TASK DETAILS: Count the lines below that contain the string "table", and reply with only that number.

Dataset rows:
+ + + +
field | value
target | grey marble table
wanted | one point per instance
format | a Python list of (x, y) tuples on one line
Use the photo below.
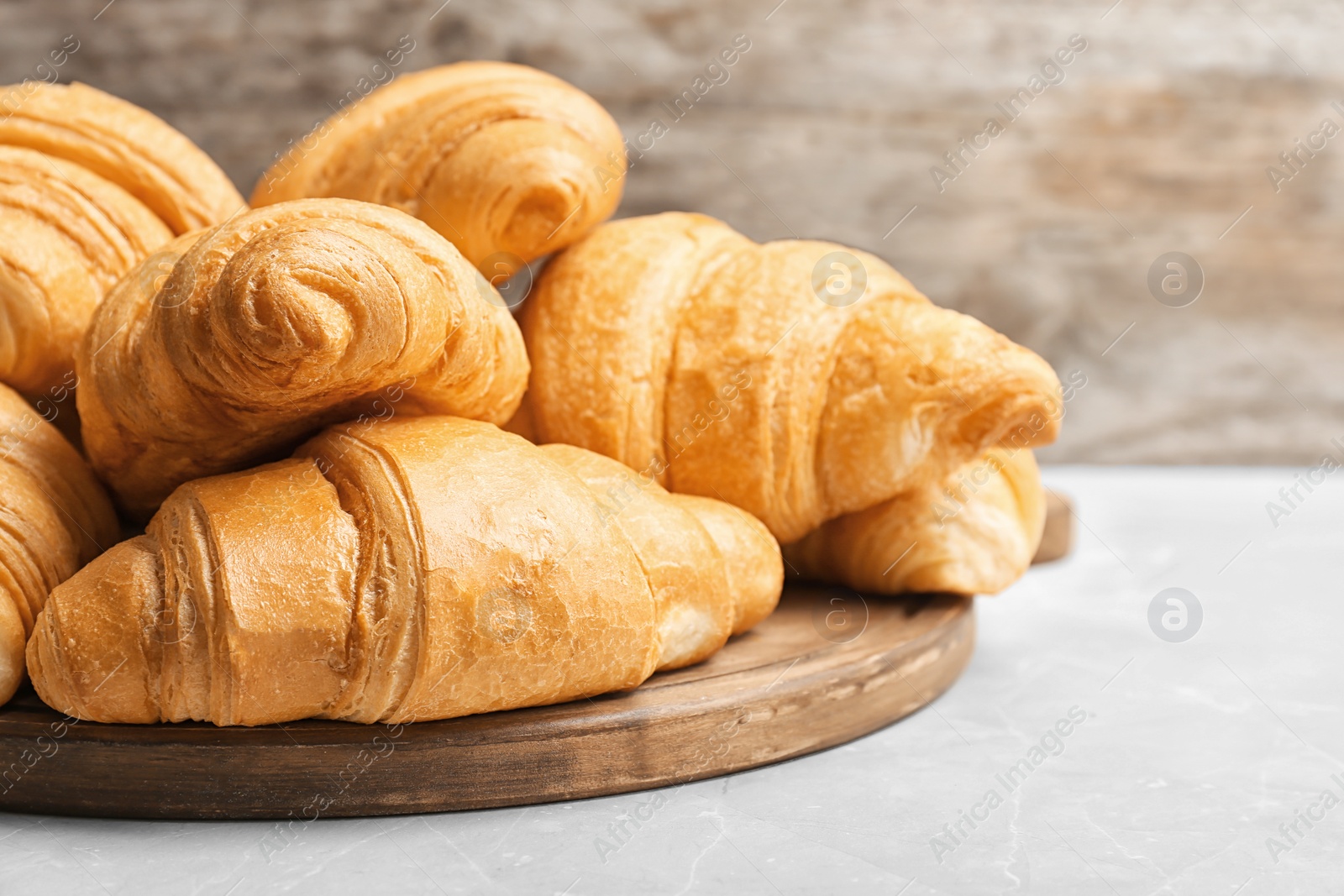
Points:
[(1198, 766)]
+ + + +
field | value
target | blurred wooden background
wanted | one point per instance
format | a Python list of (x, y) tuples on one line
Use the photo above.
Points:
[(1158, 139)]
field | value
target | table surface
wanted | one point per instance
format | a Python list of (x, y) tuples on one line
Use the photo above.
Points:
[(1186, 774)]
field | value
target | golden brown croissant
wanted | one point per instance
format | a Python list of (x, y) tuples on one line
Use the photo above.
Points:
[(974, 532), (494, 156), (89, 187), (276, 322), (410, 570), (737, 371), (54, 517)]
+ + + +
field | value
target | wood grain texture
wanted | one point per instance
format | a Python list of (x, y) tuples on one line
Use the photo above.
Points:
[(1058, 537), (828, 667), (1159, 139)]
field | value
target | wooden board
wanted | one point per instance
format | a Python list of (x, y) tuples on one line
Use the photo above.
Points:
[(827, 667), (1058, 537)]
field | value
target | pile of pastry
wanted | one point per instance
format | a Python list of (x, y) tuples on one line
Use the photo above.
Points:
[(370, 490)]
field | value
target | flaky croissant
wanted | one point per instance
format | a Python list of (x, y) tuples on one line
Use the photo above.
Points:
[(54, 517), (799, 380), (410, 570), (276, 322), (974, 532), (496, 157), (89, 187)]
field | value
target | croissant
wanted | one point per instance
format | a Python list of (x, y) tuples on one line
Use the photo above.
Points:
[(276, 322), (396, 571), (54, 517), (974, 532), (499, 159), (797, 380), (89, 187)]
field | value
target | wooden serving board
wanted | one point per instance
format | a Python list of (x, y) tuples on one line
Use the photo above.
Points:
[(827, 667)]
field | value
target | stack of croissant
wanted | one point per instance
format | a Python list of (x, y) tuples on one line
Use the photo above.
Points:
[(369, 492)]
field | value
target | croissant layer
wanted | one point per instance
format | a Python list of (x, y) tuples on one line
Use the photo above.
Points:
+ + + +
EXERCISE RESPONSE: 2